__THE TASK__
Can you reproduce every one of the records below line for line, changing nothing?

:: RECORDS FOR THIS TASK

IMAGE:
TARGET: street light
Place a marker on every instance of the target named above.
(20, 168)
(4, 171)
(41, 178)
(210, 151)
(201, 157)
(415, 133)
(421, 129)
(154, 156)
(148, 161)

::::

__COMPLETED EXERCISE__
IMAGE:
TARGET: street light
Place a marker on every instance of the target named above.
(20, 168)
(4, 171)
(41, 178)
(210, 151)
(201, 157)
(415, 133)
(421, 129)
(154, 156)
(148, 161)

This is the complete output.